What you have to do: Each entry below is to be printed verbatim.

Provided material:
***

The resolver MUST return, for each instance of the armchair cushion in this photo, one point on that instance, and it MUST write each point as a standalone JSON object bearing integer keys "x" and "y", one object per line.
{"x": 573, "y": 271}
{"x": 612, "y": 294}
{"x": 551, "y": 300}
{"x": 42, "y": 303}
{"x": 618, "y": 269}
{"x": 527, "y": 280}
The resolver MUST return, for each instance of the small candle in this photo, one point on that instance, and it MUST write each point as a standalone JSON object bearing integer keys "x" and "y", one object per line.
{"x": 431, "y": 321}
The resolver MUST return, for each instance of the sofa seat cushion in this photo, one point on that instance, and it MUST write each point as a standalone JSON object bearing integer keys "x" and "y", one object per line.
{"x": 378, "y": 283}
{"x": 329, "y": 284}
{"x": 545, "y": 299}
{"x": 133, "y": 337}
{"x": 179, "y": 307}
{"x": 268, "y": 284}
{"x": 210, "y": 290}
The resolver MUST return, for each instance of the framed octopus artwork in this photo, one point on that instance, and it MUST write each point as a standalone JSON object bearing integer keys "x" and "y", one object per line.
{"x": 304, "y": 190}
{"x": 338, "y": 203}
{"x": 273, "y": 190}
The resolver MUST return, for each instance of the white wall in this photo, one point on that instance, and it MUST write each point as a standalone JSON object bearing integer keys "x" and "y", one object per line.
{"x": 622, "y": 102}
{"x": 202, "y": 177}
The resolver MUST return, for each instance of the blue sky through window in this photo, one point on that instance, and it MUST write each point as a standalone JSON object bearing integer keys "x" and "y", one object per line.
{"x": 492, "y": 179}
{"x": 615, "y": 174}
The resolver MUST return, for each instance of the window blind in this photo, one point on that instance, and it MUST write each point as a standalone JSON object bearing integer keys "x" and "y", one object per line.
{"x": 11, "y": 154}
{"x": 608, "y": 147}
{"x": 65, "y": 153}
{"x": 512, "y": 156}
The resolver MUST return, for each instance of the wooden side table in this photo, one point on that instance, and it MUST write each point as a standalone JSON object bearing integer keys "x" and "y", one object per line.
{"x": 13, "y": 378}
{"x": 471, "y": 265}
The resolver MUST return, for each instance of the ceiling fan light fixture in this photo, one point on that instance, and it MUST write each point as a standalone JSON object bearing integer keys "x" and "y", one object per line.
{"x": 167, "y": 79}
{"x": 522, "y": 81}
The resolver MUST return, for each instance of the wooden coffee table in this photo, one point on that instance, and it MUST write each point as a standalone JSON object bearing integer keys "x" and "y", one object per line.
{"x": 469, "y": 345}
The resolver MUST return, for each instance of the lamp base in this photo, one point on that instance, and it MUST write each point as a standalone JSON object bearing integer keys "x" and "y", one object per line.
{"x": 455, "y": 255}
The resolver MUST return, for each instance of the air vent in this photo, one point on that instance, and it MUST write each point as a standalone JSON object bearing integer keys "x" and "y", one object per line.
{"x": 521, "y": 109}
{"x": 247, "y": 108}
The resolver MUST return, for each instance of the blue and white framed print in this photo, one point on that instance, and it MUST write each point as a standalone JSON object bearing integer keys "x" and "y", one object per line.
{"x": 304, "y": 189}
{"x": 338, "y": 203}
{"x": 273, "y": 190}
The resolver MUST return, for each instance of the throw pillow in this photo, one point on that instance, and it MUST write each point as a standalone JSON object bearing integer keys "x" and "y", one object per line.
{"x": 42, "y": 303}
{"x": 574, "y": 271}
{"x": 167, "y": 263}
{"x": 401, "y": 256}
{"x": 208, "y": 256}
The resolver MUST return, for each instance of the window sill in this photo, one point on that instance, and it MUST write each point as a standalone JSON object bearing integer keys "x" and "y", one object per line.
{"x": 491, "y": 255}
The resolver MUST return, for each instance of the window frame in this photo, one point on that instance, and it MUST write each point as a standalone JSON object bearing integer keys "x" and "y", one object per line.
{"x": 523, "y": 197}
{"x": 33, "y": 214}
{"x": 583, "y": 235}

***

Expected answer:
The resolver MUST return, for each instance of the armchair cushion in this photo, one point on that instance, and it MUST write each point as a standalone JSON object bearing integer keys "x" and "y", one object per line.
{"x": 573, "y": 271}
{"x": 612, "y": 294}
{"x": 551, "y": 300}
{"x": 42, "y": 303}
{"x": 618, "y": 269}
{"x": 527, "y": 280}
The resolver MUST return, for each instance of the small candle in this photo, one point on that instance, and it MUST write each point as a standalone JSON object bearing integer keys "x" and "y", one object per line.
{"x": 431, "y": 321}
The resolver MUST return, for each instance of the sofa seat cushion in this photo, one point on that instance, and it MUST write each point as a standalone JSON object bearing integer keys "x" and "y", one object per line.
{"x": 378, "y": 283}
{"x": 329, "y": 284}
{"x": 545, "y": 299}
{"x": 133, "y": 337}
{"x": 179, "y": 307}
{"x": 268, "y": 284}
{"x": 210, "y": 290}
The resolver MUST return, for each instance of the framed octopus artwork in this photo, one point on that instance, and it MUST write each point as a standalone JSON object bearing integer keys "x" and "y", one object per line.
{"x": 304, "y": 190}
{"x": 338, "y": 203}
{"x": 273, "y": 190}
The resolver MUST return, for each instance of the white wall in this photo, one point on that instance, and it MUST write each point as a standalone JSON object bearing integer keys "x" and "y", one object per line.
{"x": 622, "y": 102}
{"x": 202, "y": 177}
The resolver MUST return, for each instance of the blue sky through window in this photo, one point on that instance, and it MUST write each point as a standalone JSON object bearing integer keys "x" and "y", one object per line.
{"x": 492, "y": 179}
{"x": 615, "y": 174}
The resolver MUST return, for each instance of the window blind in this photo, one point on that instance, and it MUST write each point as a standalone JSON object bearing integer keys "x" and "y", one object per line.
{"x": 11, "y": 154}
{"x": 608, "y": 147}
{"x": 65, "y": 153}
{"x": 512, "y": 156}
The resolver MUST return, for each instance of the wooden side table in this photo, one point on that instance, and it MUST write each point as a standalone JSON object bearing integer keys "x" and "y", one object per line.
{"x": 13, "y": 378}
{"x": 471, "y": 265}
The resolver MUST return, for each instance of the ceiling fan light fixture in this photo, one point on that instance, and it MUST write each point as a standalone JSON object bearing integer keys "x" and "y", one object per line.
{"x": 167, "y": 79}
{"x": 522, "y": 81}
The resolver MUST return, for each instance of the wooden coffee table in this photo, one point on that instance, and it MUST write each point as a standalone JSON object bearing integer keys "x" and "y", one object per line.
{"x": 469, "y": 345}
The resolver MUST return, for each instance of the lamp base in this photo, one point on that instance, and it MUST write each point as a standalone JSON object bearing integer keys "x" and "y", one object per line.
{"x": 455, "y": 255}
The resolver MUST return, for each instance of the air vent in this photo, one point on that instance, and it MUST write each point as a standalone JSON object bearing integer keys "x" and "y", one object per line.
{"x": 521, "y": 109}
{"x": 247, "y": 108}
The resolver MUST return, for each instance of the blue and white framed print in this photo, one point on that instance, and it MUST write each point as a standalone JSON object bearing integer keys "x" and "y", one object per line.
{"x": 304, "y": 189}
{"x": 338, "y": 203}
{"x": 273, "y": 190}
The resolver MUST return, for each instance of the throw pillow in this photo, one point on that instance, and it MUST write each point as a standalone JSON object bearing integer keys "x" and "y", one object per line.
{"x": 42, "y": 303}
{"x": 574, "y": 271}
{"x": 167, "y": 263}
{"x": 401, "y": 256}
{"x": 208, "y": 256}
The resolver MUST return, for each instance of the window sill in this photo, one point on that instance, and it MUST write each point as a standalone JSON object bearing integer keys "x" and "y", one object per line.
{"x": 491, "y": 255}
The resolver MUST return, for each instance of the window frame in this photo, one point on that instance, and it MUST write each point as a standalone JSON object bearing integer keys "x" and "y", one object per line.
{"x": 523, "y": 197}
{"x": 33, "y": 214}
{"x": 583, "y": 235}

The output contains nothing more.